Stated goal =>
Please extract every line of the records below word for word, leaving the pictures out of your answer.

Provided data =>
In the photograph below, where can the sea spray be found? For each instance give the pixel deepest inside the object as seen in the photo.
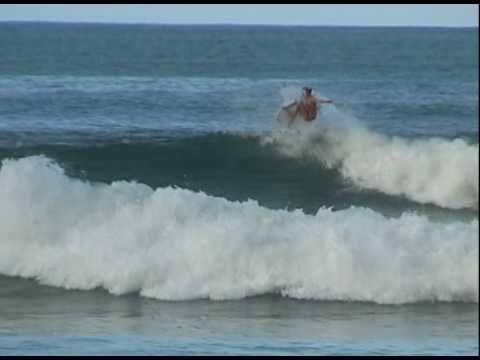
(176, 244)
(434, 170)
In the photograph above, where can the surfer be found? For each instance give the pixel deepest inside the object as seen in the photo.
(307, 106)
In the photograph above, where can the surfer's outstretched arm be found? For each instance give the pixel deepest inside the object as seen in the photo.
(286, 107)
(323, 101)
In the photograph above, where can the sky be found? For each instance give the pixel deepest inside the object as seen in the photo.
(271, 14)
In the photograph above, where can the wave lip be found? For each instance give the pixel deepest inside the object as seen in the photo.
(175, 244)
(436, 171)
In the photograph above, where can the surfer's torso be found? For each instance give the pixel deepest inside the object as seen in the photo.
(307, 107)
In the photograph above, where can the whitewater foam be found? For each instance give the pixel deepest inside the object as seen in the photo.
(176, 244)
(437, 171)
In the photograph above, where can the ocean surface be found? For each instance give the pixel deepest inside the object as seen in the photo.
(151, 203)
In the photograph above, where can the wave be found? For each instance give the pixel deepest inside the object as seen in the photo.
(439, 171)
(176, 244)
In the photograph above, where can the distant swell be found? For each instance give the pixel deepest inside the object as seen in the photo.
(177, 244)
(437, 171)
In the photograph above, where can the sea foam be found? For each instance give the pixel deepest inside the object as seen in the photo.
(431, 170)
(176, 244)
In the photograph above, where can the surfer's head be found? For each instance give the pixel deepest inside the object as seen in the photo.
(307, 90)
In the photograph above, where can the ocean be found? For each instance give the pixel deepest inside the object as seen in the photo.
(151, 203)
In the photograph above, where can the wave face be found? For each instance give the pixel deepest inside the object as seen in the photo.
(430, 170)
(176, 244)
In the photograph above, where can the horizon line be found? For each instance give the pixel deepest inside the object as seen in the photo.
(226, 24)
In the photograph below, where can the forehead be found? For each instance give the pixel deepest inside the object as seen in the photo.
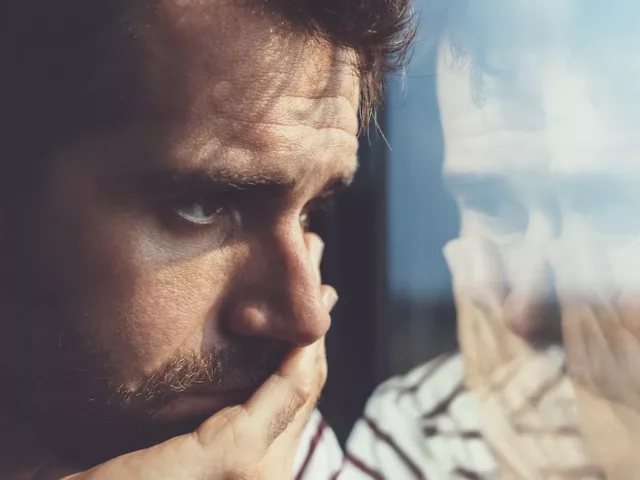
(231, 85)
(552, 112)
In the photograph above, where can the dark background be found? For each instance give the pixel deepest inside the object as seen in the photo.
(384, 251)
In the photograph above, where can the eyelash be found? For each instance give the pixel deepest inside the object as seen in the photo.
(317, 206)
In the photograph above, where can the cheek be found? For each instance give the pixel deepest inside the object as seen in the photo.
(125, 297)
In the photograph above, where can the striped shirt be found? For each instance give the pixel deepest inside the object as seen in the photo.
(422, 426)
(319, 455)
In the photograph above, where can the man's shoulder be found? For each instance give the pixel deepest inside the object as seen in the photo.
(423, 388)
(319, 454)
(420, 425)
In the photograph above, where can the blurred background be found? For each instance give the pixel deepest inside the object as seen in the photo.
(384, 248)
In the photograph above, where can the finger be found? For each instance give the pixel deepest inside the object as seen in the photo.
(275, 405)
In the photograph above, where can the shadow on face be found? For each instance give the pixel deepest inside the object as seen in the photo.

Result for this task =>
In the photograph below, where can the sea spray be found? For each instance give the pixel deepest inside the object as seen in the photo.
(176, 244)
(434, 170)
In the photograph above, where can the surfer be found? For each instance give the pixel deepest inside the object as seen in the photo.
(307, 106)
In the photograph above, where can the surfer's outstretched arm be found? For each instance give the pixel deepest inside the object as seen in the photo.
(286, 107)
(323, 101)
In the photograph above, where can the sky be found? For each instance give the pixel deepest inside the object as seen in the photo.
(271, 14)
In the photograph above, where can the wave lip be found? For each instance give the pixel deepest inside the object as seen in the photo.
(175, 244)
(436, 171)
In the photograph above, where can the surfer's torso be found? For each instance give the pixel deepest inside the object as seen in the photo.
(307, 107)
In the photograph above, where can the whitewater foam be found? For each instance give the pixel deepest inside the object as seen in the photo.
(176, 244)
(437, 171)
In the photograph above, where can the ocean surface be found? For each instance give the pixel deepest inside the object as seen in the photo.
(151, 203)
In the photograph above, where can the wave be found? For each instance give the pixel deepest inside the object as seen in the photo.
(439, 171)
(176, 244)
In the photograph above, where can the distant swell be found? For each instance give the pixel deepest inside the object as seen in the photo.
(177, 244)
(437, 171)
In the photograph above, where can the sea foam be found? For each instance give the pixel deepest inside the object as seen in the photo.
(431, 170)
(176, 244)
In the photograph above, where can the surfer's head be found? For each instance give the pixel deepest inside the object as seen in the photo.
(307, 90)
In the photograph above, where can the ocean be found? For each instance give the pixel deepest inside the object as seen in the photo.
(151, 203)
In the photograph above, where can the wave face be found? For each instance give the pixel deepest inside the object as seen in the photo.
(430, 170)
(176, 244)
In the photograph above, where can the horizon line be found? For each instance give the pixel deepest inside the object as seen in the photo.
(226, 24)
In the photograph below, where can the forehead be found? For each instance give the pixel deepest inside the object as seen in the photo.
(231, 85)
(552, 112)
In the photograph above, where can the dark background be found? For each instance give the pixel deepest inside the object as seen in the photo.
(384, 251)
In the photograph above, where can the eyelash be found? For each instance give the pixel deepest inside the object as seen in the photo.
(317, 206)
In the photograph above, where can the cheek be found? For each instance give the pixel deepest inside the object as seen in the photo.
(125, 297)
In the photograph above, where can the striped shirt be found? For each instance give the pixel deepest inside the object as seen in the photo.
(422, 426)
(319, 455)
In the photograph above, where can the man's shoulder be found? For each instance give the pixel deepest inside the object as seen in the photo.
(423, 388)
(319, 454)
(420, 425)
In the photograph above, where can the blurred background be found? For each instance give the pixel deepest inside the object as seen in the photo.
(384, 248)
In the photograph above, where can the finger be found? For each instance give the pixel deepest inside the object as seen in the photo.
(275, 405)
In the photograph above, where can the shadow on face be found? For each instance give the pixel deepest inside the object as seen in the photo.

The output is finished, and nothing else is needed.